**Work task 1**
According to the passage about the Patriot ethanol plant, how many rail cars full of ethanol have gone to markets?
**Work task 2**
Continue the passage about the Patriot ethanol plant from the point at which it ends.

Segment Start: Passage to read

It hasn’t always been pretty. Last year’s withered corn crop hurt. It also stung when the government pulled a 50-cent-per-gallon bonus for big oil blenders, creating a higher price for E-85, a fuel with 85 percent ethanol content. But Patriot managed through those tough times. 

The independent plant today employs more than 60 and, like a child growing into adulthood, it’s getting better, smarter and more efficient with age. Since it’s opening in August, 2008, 200 million bushels of corn have been processed through the plant – producing 550 million gallons of ethanol fuel that has helped reduce America’s dependency on foreign oil. 

The plant has contributed more than $18 million in direct and related industry jobs and has given local farmers new and important global markets for not only its corn, but things like dried distiller’s grain (DDGs), a high-quality feed that has amounted to 320,000 tons being shipped to Asia. It’s helped the rail business – with 18,000 rail cars full of ethanol going to markets in America and sometimes beyond. It’s helped local trucking businesses, hauling in approximately 180 truckloads of field corn a day, plus hauling away hundreds of loads of DDGs per week..

Segment End: Passage to read
Segment Start: Information supplied

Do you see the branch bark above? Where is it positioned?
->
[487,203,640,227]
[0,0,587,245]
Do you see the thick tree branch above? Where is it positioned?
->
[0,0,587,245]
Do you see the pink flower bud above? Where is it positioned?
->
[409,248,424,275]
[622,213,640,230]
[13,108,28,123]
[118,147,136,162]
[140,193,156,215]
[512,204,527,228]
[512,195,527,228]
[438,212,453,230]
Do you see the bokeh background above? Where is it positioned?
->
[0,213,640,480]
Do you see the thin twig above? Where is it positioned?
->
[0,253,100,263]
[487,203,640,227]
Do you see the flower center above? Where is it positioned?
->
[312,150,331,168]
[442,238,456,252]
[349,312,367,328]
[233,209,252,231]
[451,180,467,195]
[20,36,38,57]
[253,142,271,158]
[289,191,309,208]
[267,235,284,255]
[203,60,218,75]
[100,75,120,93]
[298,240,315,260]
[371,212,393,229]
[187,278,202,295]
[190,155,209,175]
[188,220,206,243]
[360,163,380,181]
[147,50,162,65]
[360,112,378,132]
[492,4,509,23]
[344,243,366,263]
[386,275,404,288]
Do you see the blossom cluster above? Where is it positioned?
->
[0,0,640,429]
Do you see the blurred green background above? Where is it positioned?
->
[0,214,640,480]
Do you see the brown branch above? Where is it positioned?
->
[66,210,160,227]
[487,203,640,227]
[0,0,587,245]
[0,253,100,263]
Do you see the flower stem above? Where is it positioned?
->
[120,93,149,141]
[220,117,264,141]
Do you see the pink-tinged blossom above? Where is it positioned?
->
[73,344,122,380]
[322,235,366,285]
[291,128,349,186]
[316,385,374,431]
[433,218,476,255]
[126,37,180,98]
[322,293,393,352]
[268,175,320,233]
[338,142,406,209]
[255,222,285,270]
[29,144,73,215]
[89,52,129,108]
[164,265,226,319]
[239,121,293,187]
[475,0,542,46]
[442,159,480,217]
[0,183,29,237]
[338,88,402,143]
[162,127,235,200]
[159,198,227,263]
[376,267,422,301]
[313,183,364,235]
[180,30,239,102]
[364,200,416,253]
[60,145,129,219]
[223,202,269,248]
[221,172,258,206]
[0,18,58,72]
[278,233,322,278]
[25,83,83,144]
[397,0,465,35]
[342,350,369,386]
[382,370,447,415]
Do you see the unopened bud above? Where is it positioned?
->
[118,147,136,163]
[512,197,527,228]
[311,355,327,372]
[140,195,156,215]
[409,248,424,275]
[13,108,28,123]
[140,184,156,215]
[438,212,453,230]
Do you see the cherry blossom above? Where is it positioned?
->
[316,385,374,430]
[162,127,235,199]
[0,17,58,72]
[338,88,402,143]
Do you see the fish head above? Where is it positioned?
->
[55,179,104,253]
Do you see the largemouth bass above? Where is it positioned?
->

Segment End: Information supplied

**Expected answer 1**
18,000 rail cars.

**Expected answer 2**
It’s an amazing story of determination and the idea of just a few people who visited existing plants in northern Illinois and just over the Wisconsin border as they looked at the giant local corn crop that was getting just $2.80 a bushel at the time. It was then that they realized they needed to put together a feasibility study, which was funded by the county. The founders asked questions like: Why are we banging our heads against the wall in trying to attract industry to Henry County when we could create our own?  Founders questioned the fact there were ethanol plants rising all over Iowa – so why not in Illinois as well? 

Today, Iowa and Illinois need to be pacesetters in leading America toward even more usage of ethanol. Getting big government to believe 15 percent – rather than the present 10 percent – ethanol in our gasoline has been delayed time and time again in Washington, despite study after study that proves adding another 5 percent won’t affect engines. Each state can approve putting 15 percent of corn ethanol in your vehicle by simply voting in the new standard. Months down the road, it will prove to the rest of the country that 15 percent ethanol is a great thing for America. But the big oil companies don’t like the fact the ethanol industry has taken 10 percent of their business already, so they fight it and legislators stall.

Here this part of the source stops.